Stored records:

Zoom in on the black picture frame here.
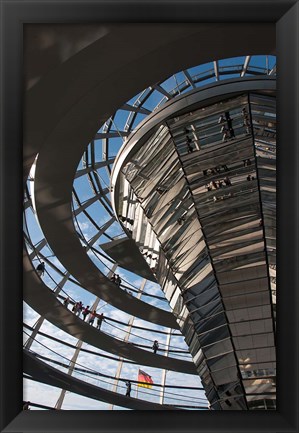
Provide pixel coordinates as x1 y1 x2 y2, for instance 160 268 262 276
1 0 298 432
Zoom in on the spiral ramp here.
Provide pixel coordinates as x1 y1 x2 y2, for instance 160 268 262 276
23 24 276 410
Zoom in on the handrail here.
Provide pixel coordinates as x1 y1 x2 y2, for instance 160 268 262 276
23 332 205 405
71 203 166 301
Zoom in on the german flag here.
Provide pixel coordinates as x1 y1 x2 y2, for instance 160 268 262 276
138 369 153 388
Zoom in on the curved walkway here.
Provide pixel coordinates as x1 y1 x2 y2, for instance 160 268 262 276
23 248 197 375
25 25 274 326
24 350 179 410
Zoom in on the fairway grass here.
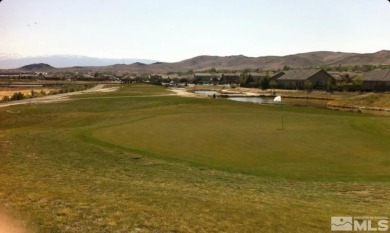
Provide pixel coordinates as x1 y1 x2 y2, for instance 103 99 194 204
1 84 390 232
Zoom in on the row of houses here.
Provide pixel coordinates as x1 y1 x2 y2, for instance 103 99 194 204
271 69 390 91
2 69 389 91
150 70 390 91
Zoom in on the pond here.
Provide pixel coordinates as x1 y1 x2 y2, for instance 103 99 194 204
228 97 329 108
227 97 390 116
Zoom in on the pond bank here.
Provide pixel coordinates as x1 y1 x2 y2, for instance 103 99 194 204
182 87 390 114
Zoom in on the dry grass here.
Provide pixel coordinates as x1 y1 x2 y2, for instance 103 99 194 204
329 93 390 110
0 88 55 99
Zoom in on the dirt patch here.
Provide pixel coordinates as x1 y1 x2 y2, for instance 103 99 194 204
0 207 26 233
170 88 203 98
92 86 119 93
0 84 115 108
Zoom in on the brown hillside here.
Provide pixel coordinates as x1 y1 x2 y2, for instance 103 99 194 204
330 50 390 66
2 50 389 73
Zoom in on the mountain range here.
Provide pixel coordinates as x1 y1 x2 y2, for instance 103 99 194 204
96 50 390 73
1 50 390 73
0 54 157 69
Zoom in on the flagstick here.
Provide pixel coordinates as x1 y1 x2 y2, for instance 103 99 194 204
281 103 285 130
282 114 284 130
273 96 284 130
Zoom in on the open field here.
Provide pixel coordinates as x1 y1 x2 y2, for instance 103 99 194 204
1 84 390 232
0 88 56 99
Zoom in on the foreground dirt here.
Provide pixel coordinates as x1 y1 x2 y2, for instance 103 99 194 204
0 85 117 108
0 207 26 233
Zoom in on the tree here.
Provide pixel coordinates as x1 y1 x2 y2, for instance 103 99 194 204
243 68 252 74
326 77 334 93
2 96 10 102
209 68 217 73
304 80 313 92
240 72 249 87
353 75 363 92
11 92 25 101
31 90 39 98
260 77 270 90
269 79 278 89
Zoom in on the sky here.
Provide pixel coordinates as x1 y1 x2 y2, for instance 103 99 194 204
0 0 389 62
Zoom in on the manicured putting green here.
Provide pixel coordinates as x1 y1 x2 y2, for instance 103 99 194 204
93 109 390 181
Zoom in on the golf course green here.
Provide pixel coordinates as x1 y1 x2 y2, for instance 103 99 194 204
0 84 389 232
90 89 390 181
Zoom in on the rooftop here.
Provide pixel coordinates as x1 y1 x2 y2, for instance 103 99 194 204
276 69 321 81
362 70 390 81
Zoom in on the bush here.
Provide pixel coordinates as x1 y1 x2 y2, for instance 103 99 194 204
2 96 10 102
30 90 40 98
260 77 270 90
57 84 94 94
10 92 25 101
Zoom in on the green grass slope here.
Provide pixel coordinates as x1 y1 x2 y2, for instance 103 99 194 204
0 84 389 232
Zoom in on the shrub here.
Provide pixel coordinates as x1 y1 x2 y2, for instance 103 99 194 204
260 77 270 90
2 96 10 102
10 92 25 101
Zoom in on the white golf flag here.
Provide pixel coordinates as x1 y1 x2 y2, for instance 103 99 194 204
273 96 282 102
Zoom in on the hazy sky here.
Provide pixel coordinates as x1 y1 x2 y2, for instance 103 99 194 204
0 0 389 62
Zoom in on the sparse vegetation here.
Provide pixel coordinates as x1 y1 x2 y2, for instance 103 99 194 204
1 96 10 102
10 92 25 101
260 76 270 90
56 84 95 94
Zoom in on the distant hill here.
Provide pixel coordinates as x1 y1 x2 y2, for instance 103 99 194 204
328 50 390 66
0 54 158 69
1 50 389 73
20 63 54 71
96 50 390 73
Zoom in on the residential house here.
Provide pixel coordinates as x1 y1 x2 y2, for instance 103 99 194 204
193 73 221 85
274 69 335 90
150 74 163 84
220 73 240 84
362 70 390 91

> **WHAT IS EXPECTED**: Each record should be printed exactly as it appears, leaving the pictures out.

> **ANSWER SECTION**:
Zoom in on the black picture frame here.
Provide pixel coordinates as x1 y1 x2 y2, for instance 160 268 262 276
1 0 298 432
Zoom in on the spiral ramp here.
Provide pixel coordinates as x1 y1 x2 y2, for instance 160 268 262 276
23 24 276 410
Zoom in on the handrail here.
Provide pixel coordinates as x1 y1 x2 y2, for instance 160 268 262 276
23 332 205 405
71 203 166 301
Zoom in on the german flag here.
Provide pixel coordinates as x1 y1 x2 y2, for instance 160 268 262 276
138 369 153 388
Zoom in on the curved walkway here.
Provide pixel coordinates as x1 y1 x2 y2, for instance 160 268 262 276
23 248 197 375
25 25 274 326
24 350 179 410
Zoom in on the fairway grass here.
Provide pixel coordinates as x1 y1 x2 y2, for instance 103 99 194 204
1 84 390 232
Zoom in on the row of houses here.
Provide pixel coordinates as x1 y1 x2 y2, for instance 103 99 194 204
271 69 390 91
2 69 389 91
150 70 390 91
Zoom in on the pond here.
Provide pixel coordinates as x1 y1 x2 y2, for instance 103 99 194 204
228 97 329 108
227 97 390 116
Zoom in on the pond bank here.
Provide pixel coordinates as x1 y1 x2 y2, for instance 103 99 194 204
182 87 390 114
Zoom in on the dry grass here.
Provide pixel coordinates as x1 y1 x2 y2, for instance 103 99 194 204
329 93 390 110
0 88 55 99
Zoom in on the dirt patch here.
Provide pixel coordinates as x1 y1 x2 y2, for instance 103 99 194 204
0 207 26 233
170 88 203 98
92 86 119 93
0 84 115 108
Zoom in on the brown hillside here.
Provide pixel coordinates as x1 y1 x2 y2, for instance 103 99 194 204
330 50 390 66
2 50 389 73
Zoom in on the mountain range here.
Provide pixel coordinates as x1 y1 x2 y2, for instance 103 99 194 204
96 50 390 73
1 50 390 73
0 54 157 69
Zoom in on the flagstick here.
Provide pixel coordinates as x1 y1 x2 y2, for instance 103 99 194 204
281 103 285 130
282 114 284 130
273 96 284 130
Zoom in on the open field here.
Provide pixel coordinates as x1 y1 x2 y2, for instance 103 99 194 204
1 84 390 232
0 88 56 99
Zoom in on the foreground dirt here.
Provide pixel coordinates as x1 y1 x2 y2, for instance 103 99 194 204
0 85 117 108
0 207 26 233
Zoom in on the tree here.
Provide pixel coordinates as x1 y1 x2 y2, for instance 103 99 194 204
243 68 252 74
326 77 334 93
2 96 10 102
209 68 217 73
304 80 313 92
240 72 249 87
353 75 363 92
11 92 25 101
31 90 39 98
260 77 270 90
269 79 278 89
Zoom in on the sky here.
Provide pixel coordinates as x1 y1 x2 y2, for instance 103 99 194 204
0 0 389 62
Zoom in on the manicured putting green here.
Provide pixel coordinates as x1 y1 x2 y2, for instance 103 99 194 204
93 109 390 181
Zoom in on the golf course green here.
Provide pixel coordinates as x1 y1 x2 y2, for instance 103 99 194 204
0 84 389 232
90 89 390 181
Zoom in on the rooftop here.
Provide pixel coordinates as x1 y1 x2 y2, for instance 103 99 194 204
276 69 321 81
362 70 390 81
Zoom in on the bush here.
Provide pixel coordinates as x1 y1 x2 y2, for instance 103 99 194 204
2 96 10 102
30 90 40 98
260 77 270 90
57 84 94 94
10 92 25 101
Zoom in on the green grass slope here.
Provide pixel coordinates as x1 y1 x2 y2, for instance 103 99 194 204
0 84 389 232
Zoom in on the shrub here.
Provide pixel coordinates as x1 y1 x2 y2, for instance 103 99 194 204
260 77 270 90
2 96 10 102
10 92 25 101
Zoom in on the white golf flag here.
Provide pixel coordinates as x1 y1 x2 y2, for instance 103 99 194 204
273 96 282 102
Zoom in on the hazy sky here.
Provide pixel coordinates as x1 y1 x2 y2, for instance 103 99 194 204
0 0 389 62
Zoom in on the sparse vegetation here.
Provide pixel coordinates as x1 y1 x2 y2, for instance 103 99 194 204
1 96 10 102
10 92 25 101
260 76 270 90
56 84 95 94
Zoom in on the distant hill here.
Provide pixel coordinates as x1 y1 x2 y2, for instance 103 99 194 204
328 50 390 66
0 54 158 69
1 50 389 73
20 63 54 71
96 50 390 73
Zoom in on the residential house here.
Provide pixel coordinates as x1 y1 x2 y2, for instance 103 99 194 204
193 73 221 85
274 69 335 90
150 74 163 84
220 73 240 84
362 70 390 91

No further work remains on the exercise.